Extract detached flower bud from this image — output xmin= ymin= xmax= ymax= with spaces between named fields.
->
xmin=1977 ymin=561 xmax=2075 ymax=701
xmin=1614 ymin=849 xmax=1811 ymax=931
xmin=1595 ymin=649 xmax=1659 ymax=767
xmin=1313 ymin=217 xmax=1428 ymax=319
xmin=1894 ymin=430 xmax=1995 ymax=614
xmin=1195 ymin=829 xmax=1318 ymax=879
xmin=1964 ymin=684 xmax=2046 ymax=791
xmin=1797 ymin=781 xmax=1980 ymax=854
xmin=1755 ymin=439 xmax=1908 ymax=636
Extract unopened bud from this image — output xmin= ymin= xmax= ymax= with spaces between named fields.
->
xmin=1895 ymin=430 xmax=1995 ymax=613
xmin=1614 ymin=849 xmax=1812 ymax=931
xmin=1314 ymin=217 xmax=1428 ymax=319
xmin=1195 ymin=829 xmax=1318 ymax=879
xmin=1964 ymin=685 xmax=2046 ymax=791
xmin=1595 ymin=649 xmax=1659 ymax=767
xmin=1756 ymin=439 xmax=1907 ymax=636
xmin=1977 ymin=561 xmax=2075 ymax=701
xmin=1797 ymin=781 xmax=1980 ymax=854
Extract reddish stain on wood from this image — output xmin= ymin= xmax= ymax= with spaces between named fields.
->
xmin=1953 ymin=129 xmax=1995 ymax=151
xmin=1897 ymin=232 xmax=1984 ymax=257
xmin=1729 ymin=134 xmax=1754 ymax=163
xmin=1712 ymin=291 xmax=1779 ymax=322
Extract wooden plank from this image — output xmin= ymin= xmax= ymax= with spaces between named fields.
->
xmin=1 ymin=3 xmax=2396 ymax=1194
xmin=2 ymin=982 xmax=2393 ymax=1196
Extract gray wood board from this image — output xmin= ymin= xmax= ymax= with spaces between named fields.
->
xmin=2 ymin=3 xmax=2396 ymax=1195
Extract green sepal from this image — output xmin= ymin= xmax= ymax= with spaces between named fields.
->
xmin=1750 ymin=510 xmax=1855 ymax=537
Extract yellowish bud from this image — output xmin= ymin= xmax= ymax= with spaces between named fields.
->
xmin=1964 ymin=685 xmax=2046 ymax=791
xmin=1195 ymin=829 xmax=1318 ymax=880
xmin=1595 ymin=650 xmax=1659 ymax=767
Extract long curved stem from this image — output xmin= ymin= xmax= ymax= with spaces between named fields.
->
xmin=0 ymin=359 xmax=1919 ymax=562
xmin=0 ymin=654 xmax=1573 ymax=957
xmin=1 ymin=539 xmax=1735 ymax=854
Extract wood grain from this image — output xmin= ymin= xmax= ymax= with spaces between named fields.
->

******

__YOUR OBJECTIVE__
Sift through the entries and copy every line with "fields".

__ANSWER__
Extract detached flower bud from this image — output xmin= ymin= xmax= ymax= with spaces between named fields.
Extract unopened bud from this image — output xmin= ymin= xmax= ymax= with spaces between named fields.
Extract reddish stain on wood from this image — output xmin= ymin= xmax= ymax= with spaces between named fields.
Extract wooden plank from this image — output xmin= ymin= xmax= ymax= with spaces between named fields.
Extract gray wood board from this image — output xmin= ymin= xmax= ymax= with spaces between named fields.
Extract green sepal from this image — output xmin= ymin= xmax= ymax= with spaces between named fields.
Extract yellowish bud from this image — output xmin= ymin= xmax= ymax= with spaces between named fields.
Extract long curved stem from this image — output xmin= ymin= xmax= ymax= with spaces between named fields.
Extract wood grain from this image — output xmin= ymin= xmax= ymax= with spaces between named fields.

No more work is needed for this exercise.